What this task involves:
All material below is to be reproduced exactly.

* START Records shown *

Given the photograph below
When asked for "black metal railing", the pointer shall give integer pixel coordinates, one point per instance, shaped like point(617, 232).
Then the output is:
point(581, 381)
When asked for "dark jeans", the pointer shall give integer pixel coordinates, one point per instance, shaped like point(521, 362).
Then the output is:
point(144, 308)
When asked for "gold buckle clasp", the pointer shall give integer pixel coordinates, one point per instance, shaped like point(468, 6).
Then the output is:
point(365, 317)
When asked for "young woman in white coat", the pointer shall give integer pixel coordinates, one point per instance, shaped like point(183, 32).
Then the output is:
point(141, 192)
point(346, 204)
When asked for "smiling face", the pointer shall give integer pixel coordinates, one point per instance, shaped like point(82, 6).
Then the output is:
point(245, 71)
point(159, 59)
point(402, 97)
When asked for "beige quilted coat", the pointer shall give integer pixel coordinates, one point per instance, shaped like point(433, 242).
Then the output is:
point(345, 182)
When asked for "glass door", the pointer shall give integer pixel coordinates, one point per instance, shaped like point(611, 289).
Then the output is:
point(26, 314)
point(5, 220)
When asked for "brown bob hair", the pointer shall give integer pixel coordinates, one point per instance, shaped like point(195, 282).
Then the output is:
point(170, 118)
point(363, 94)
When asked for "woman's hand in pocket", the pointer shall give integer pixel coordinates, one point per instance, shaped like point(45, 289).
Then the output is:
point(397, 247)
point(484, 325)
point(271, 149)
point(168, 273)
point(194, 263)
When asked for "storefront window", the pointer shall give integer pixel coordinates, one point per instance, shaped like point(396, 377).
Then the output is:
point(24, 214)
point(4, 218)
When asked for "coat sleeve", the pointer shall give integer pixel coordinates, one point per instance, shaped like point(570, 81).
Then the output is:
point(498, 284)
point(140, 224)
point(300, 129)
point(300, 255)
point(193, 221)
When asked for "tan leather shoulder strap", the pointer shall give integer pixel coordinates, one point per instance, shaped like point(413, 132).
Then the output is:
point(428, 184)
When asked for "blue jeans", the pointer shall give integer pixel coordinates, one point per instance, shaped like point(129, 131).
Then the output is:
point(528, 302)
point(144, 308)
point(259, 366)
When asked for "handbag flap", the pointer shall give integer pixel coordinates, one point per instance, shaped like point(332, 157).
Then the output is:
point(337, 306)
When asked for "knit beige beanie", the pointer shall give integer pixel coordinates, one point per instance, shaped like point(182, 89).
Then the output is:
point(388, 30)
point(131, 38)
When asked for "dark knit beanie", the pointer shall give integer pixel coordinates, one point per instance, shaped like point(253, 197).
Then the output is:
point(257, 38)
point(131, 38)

* END Records shown *

Response to the exercise:
Given the photograph below
When asked for "black metal railing", the pointer shall give integer pixel coordinates, one point per instance, shaped like point(617, 232).
Then the output is:
point(581, 381)
When asked for "dark jeans", the pointer shall give integer pixel coordinates, one point per instance, shaped like point(521, 362).
Then the output is:
point(144, 308)
When asked for "gold buckle clasp", the pointer shall give integer pixel coordinates, one point per instance, shaped like point(468, 6).
Then the output is:
point(365, 317)
When asked for "young woman in white coat", the pointer shall give integer pixel coordinates, one point per instance, shaped like point(183, 32).
Then the output is:
point(141, 192)
point(346, 204)
When asked for "smiling face", the pointer shall give integer pixel coordinates, one point per instance, shaped like point(82, 6).
Then the output is:
point(245, 71)
point(159, 59)
point(402, 97)
When asked for "beige quilted coat", the pointer shall give integer pixel coordinates, one point per instance, shaped like point(433, 242).
Then the output is:
point(345, 182)
When asked for "glass door", the pointer shall give integer pixel coordinates, one point per instance, shaped like point(611, 289).
Then the output is:
point(26, 314)
point(5, 220)
When asked for "brown bob hair", the pointer shall give integer pixel coordinates, one point per instance, shaped like point(195, 282).
Then the output is:
point(170, 118)
point(363, 94)
When asked for "woman's hand in pocket", the pointer shall give integer pixel coordinates, one point per instance, shaped like point(45, 289).
Then the output is:
point(397, 247)
point(484, 325)
point(271, 149)
point(168, 273)
point(194, 263)
When asked for "storefront window", the pointer shall give integer pixel coordinates, one point per instance, shaped like point(396, 377).
Then the output is:
point(24, 214)
point(4, 218)
When asked for "coat sleeve", the pointer shall give integer pixel coordinates, one point per instance, shaped like point(570, 81).
Then the output is:
point(498, 284)
point(140, 224)
point(300, 129)
point(300, 255)
point(193, 221)
When asked for "tan leather shoulder strap", the pointer shall give integer pixel coordinates, one point per instance, shaped like point(413, 132).
Then the output is:
point(428, 184)
When asked for "blue jeans", the pointer shall give integer pixel coordinates, one point per instance, shaped like point(129, 131).
Then the output is:
point(528, 302)
point(144, 308)
point(259, 366)
When asked for "handbag flap", the pointer shall give integer pixel coordinates, one point per instance, shaped like point(332, 157).
Then the output is:
point(337, 306)
When asked for "knit beige beanie", the pointer shall give integer pixel coordinates, one point per instance, shaped like point(182, 89).
Then the output is:
point(388, 30)
point(131, 38)
When asked for "dark knit beanie", the pointer shall give integer pixel coordinates, one point per instance, shaped like point(253, 197).
Then the output is:
point(257, 38)
point(131, 38)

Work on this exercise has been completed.